* **WHAT TO WORK ON**: Look for "point" in the records and copy every line that has it.

* **RECORDS PROVIDED**:
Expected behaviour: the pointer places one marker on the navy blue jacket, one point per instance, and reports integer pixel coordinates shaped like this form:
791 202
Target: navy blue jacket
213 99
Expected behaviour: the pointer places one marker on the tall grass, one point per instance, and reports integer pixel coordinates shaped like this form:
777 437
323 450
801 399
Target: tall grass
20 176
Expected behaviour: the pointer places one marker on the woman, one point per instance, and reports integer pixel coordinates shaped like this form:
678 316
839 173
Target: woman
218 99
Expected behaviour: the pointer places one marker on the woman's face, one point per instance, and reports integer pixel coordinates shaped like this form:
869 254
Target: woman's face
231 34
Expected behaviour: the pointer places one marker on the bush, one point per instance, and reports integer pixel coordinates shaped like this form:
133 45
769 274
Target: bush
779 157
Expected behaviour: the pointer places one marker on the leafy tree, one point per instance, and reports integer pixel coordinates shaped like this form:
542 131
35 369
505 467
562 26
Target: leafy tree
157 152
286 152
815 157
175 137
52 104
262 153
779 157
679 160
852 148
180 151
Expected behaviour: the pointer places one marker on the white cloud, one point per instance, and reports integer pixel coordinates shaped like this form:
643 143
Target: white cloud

==

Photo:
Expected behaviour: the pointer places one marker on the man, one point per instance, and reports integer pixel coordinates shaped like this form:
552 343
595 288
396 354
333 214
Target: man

* **WORKED SOLUTION**:
Expected behaviour: the pointer places one marker on the navy blue jacket, one point per instance, and reports integer pixel coordinates shaped like this form:
Expected behaviour: the pointer places one marker on the tall grass, one point per instance, and reports integer pixel coordinates shaped like this form:
Expected behaviour: the pointer places one marker on the woman, one point per instance, and reports integer pixel coordinates shaped like this form:
Expected behaviour: the pointer places one marker on the woman's face, one point per instance, and reports integer pixel coordinates shaped like this form:
Expected behaviour: the pointer places one marker on the bush, one point per instance, and reports integer pixel coordinates shaped like this form:
Expected behaviour: the pointer places one marker on the leafy tree, one point per instance, and reports integer pixel coordinates shaped like this form:
Expected behaviour: the pointer places one marker on the white cloud, one point per instance, and reports integer pixel coordinates shaped like this form:
Expected behaviour: the pointer places one marker on the man, one point per instance, and reports integer pixel coordinates shaped like this form:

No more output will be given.